■ Directive: Begin at the line that has "Pick out each instance of the green grass patch" and stop after the line that has "x=419 y=219", writing out every line of the material in that span. Add 31 to each x and y coordinate in the answers, and leave every other line as it stands.

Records
-=-=-=-=-
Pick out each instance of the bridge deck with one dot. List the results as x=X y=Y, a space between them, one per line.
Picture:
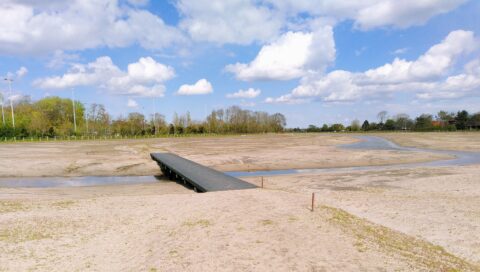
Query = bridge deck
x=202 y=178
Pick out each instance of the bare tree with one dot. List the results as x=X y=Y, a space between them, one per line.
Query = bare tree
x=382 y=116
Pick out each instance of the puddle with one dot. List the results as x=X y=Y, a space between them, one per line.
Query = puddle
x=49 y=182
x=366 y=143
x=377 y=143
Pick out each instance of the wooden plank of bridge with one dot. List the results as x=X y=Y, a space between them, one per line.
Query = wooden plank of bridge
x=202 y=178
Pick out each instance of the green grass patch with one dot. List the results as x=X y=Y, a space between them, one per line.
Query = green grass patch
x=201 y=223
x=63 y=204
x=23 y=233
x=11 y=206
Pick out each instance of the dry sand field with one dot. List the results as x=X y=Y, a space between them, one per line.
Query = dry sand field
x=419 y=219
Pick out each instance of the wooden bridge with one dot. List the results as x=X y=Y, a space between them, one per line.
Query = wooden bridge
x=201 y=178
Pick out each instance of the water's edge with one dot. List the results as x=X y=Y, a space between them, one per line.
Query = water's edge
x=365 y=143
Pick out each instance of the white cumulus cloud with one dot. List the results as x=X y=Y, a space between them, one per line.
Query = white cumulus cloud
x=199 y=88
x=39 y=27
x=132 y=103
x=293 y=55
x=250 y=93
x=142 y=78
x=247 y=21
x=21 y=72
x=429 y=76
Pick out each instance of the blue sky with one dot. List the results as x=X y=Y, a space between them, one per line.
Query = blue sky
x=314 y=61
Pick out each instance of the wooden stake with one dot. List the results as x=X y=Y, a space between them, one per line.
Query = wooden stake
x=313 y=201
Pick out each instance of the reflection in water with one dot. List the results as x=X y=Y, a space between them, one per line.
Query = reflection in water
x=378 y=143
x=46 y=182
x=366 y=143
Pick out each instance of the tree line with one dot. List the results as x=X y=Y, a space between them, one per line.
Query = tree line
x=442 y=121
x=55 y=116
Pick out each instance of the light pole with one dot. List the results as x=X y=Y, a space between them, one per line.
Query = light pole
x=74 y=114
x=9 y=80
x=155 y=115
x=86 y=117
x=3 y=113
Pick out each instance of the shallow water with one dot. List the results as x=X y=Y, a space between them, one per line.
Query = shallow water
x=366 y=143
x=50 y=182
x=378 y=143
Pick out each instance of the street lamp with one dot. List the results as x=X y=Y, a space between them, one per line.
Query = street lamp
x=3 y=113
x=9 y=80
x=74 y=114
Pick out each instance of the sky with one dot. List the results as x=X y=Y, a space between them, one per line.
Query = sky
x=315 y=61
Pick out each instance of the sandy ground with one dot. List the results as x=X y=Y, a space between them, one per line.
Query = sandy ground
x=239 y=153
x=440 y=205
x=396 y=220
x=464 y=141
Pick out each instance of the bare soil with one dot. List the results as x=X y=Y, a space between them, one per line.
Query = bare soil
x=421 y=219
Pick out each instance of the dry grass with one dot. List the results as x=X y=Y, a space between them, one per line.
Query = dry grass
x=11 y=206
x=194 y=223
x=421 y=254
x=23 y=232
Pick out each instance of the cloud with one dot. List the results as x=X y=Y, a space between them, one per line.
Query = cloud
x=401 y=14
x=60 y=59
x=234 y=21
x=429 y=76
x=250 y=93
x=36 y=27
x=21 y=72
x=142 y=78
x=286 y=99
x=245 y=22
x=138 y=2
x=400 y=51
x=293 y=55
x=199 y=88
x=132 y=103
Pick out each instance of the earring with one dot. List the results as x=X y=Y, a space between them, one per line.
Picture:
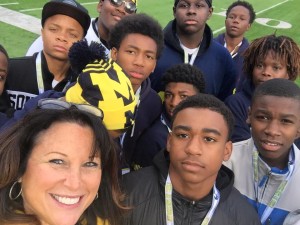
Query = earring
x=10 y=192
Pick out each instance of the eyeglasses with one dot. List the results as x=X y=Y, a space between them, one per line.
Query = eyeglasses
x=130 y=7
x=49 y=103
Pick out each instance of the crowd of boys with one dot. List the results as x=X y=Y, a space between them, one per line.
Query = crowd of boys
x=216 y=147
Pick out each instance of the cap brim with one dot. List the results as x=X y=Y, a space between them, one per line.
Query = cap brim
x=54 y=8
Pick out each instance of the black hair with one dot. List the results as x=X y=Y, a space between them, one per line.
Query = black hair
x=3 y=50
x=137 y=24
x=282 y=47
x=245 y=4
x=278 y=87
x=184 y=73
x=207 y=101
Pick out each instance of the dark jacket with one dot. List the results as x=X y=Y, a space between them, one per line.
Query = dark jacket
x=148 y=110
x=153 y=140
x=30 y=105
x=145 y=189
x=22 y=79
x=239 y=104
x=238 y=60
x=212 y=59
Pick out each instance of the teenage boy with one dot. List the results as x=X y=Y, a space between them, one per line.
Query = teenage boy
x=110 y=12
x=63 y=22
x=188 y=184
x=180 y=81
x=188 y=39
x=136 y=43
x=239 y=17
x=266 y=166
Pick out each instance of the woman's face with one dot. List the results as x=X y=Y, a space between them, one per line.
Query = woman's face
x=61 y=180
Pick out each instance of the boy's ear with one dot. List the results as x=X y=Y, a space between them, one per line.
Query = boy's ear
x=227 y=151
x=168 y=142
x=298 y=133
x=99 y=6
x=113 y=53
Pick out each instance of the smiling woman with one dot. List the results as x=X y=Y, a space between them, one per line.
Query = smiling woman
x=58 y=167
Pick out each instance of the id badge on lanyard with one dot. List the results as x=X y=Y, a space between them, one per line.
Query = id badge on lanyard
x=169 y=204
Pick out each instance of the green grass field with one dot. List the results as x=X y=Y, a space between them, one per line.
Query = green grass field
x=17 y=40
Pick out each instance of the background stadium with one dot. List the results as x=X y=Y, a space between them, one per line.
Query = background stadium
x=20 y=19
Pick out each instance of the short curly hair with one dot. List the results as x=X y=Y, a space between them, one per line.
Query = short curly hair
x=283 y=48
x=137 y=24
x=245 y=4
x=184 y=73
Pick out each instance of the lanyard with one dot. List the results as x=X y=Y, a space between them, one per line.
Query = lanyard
-=-=-=-=-
■ Full answer:
Pick out each instance of the green grass patch with one dot. List the results as x=X y=Y, a space between them, one per line.
Query = green grass patch
x=232 y=254
x=94 y=235
x=54 y=264
x=42 y=237
Pick out each instance of the dry sand field with one dot. List the results as x=X y=Y, a space between them, one per line.
Query = dry sand field
x=450 y=250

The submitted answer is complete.